Given passage =

# SynthCamp Provenance Spec (v1)

**Status:** stable as of 2026-05-01.
**Spec URL:** https://synthcamp.net/docs/provenance-spec
**Public key registry:** https://synthcamp.net/.well-known/synthcamp-keys.json
**Audience:** anyone implementing a verifier for SynthCamp tracks
(researchers, fact-checkers, downstream platforms, AI Act conformity
auditors, journalists).

This document specifies the machine-readable provenance markings
SynthCamp embeds in every encoded audio asset, in line with EU AI Act
article 50 paragraph 2 (machine-readable marking of AI-generated
content) and the recommendations of the Berthoud legal review of
1 May 2026.

---

## 1. What gets marked

Every track encoded by SynthCamp ships in two flavours, both carrying
the same provenance frames:

- **Full HLS encode** (AAC 256k inside MPEG-TS segments + AES-128
  encryption). Marketed at `audio-stream/<artist_id>/<release_id>/<track_id>/playlist.m3u8`.
- **30-second preview MP3** (libmp3lame 128k, public-read). Marketed at
  `audio-preview/<artist_id>/<release_id>/<track_id>.mp3`.

Markings are encoded as ID3v2.4 TXXX (user-defined text) frames. They
travel with the audio bytes through any pipeline that preserves ID3,
including the MPEG-TS PES headers used for HLS segments.

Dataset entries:
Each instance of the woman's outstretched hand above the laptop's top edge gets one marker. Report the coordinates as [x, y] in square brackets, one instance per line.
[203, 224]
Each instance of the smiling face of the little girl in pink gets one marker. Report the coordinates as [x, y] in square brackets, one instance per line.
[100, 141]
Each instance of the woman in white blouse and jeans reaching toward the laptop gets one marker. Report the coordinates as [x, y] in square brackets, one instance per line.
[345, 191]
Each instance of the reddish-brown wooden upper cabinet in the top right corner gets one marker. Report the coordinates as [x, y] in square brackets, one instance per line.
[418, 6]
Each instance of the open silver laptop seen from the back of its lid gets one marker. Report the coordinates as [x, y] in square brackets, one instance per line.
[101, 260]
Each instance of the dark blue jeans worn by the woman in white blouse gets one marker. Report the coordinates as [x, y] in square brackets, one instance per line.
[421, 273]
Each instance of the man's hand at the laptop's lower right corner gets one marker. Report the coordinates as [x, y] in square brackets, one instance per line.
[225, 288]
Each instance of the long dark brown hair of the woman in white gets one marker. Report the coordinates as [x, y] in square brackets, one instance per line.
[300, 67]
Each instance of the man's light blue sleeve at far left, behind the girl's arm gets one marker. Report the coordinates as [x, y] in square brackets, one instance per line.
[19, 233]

Your assignment = Transcribe the SynthCamp provenance spec in full, word for word. Nothing in the listing has any bearing on what is asked here.

Output below =
# SynthCamp Provenance Spec (v1)

**Status:** stable as of 2026-05-01.
**Spec URL:** https://synthcamp.net/docs/provenance-spec
**Public key registry:** https://synthcamp.net/.well-known/synthcamp-keys.json
**Audience:** anyone implementing a verifier for SynthCamp tracks
(researchers, fact-checkers, downstream platforms, AI Act conformity
auditors, journalists).

This document specifies the machine-readable provenance markings
SynthCamp embeds in every encoded audio asset, in line with EU AI Act
article 50 paragraph 2 (machine-readable marking of AI-generated
content) and the recommendations of the Berthoud legal review of
1 May 2026.

---

## 1. What gets marked

Every track encoded by SynthCamp ships in two flavours, both carrying
the same provenance frames:

- **Full HLS encode** (AAC 256k inside MPEG-TS segments + AES-128
  encryption). Marketed at `audio-stream/<artist_id>/<release_id>/<track_id>/playlist.m3u8`.
- **30-second preview MP3** (libmp3lame 128k, public-read). Marketed at
  `audio-preview/<artist_id>/<release_id>/<track_id>.mp3`.

Markings are encoded as ID3v2.4 TXXX (user-defined text) frames. They
travel with the audio bytes through any pipeline that preserves ID3,
including the MPEG-TS PES headers used for HLS segments.